• _EXERCISE AIM_: Keep the pictures out while you transcribe the listing below exactly.

• _ENTRIES SUPPLIED_:
● ● ● ● ●
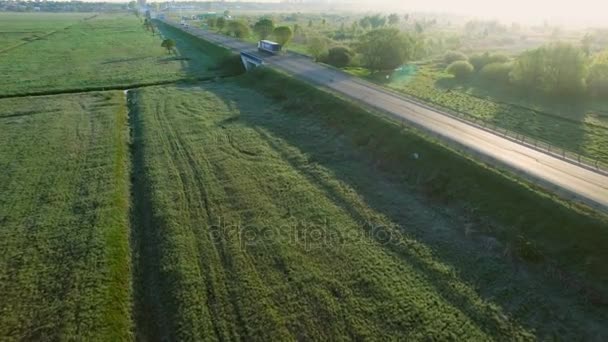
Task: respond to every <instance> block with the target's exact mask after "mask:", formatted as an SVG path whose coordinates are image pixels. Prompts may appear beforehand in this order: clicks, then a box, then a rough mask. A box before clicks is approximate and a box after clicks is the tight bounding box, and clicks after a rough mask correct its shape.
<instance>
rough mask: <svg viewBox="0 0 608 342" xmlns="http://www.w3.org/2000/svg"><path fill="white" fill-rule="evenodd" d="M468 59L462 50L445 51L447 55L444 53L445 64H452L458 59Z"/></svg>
mask: <svg viewBox="0 0 608 342" xmlns="http://www.w3.org/2000/svg"><path fill="white" fill-rule="evenodd" d="M467 59H468V58H467V55H465V54H464V53H462V52H460V51H448V52H446V53H445V55H443V61H444V62H445V64H452V63H453V62H456V61H466V60H467Z"/></svg>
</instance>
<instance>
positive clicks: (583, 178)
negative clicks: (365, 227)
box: [165, 21, 608, 213]
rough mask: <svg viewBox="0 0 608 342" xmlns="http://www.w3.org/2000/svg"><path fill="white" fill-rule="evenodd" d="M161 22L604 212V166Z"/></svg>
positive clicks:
● ● ● ● ●
• _WRITTEN ANSWER_:
Task: respond to every <instance> block with the target's exact mask after "mask:", formatted as an SVG path whose coordinates are image pixels. Prompts may appear beforehand in this order: clicks, then a box, then a rough mask. A box before clicks is approximate and a box after clicks is the tight bounding box, and clicks after a rough mask correct its shape.
<instance>
rough mask: <svg viewBox="0 0 608 342" xmlns="http://www.w3.org/2000/svg"><path fill="white" fill-rule="evenodd" d="M468 59L462 50L445 51L447 55L444 53L445 64H452L458 59Z"/></svg>
mask: <svg viewBox="0 0 608 342" xmlns="http://www.w3.org/2000/svg"><path fill="white" fill-rule="evenodd" d="M467 59H468V58H467V55H465V54H464V53H462V52H460V51H448V52H446V53H445V55H443V61H444V62H445V64H452V63H453V62H456V61H466V60H467Z"/></svg>
</instance>
<instance>
positive clicks: (583, 178)
negative clicks: (365, 227)
box: [165, 21, 608, 213]
rough mask: <svg viewBox="0 0 608 342" xmlns="http://www.w3.org/2000/svg"><path fill="white" fill-rule="evenodd" d="M161 22L604 212V166Z"/></svg>
positive clicks:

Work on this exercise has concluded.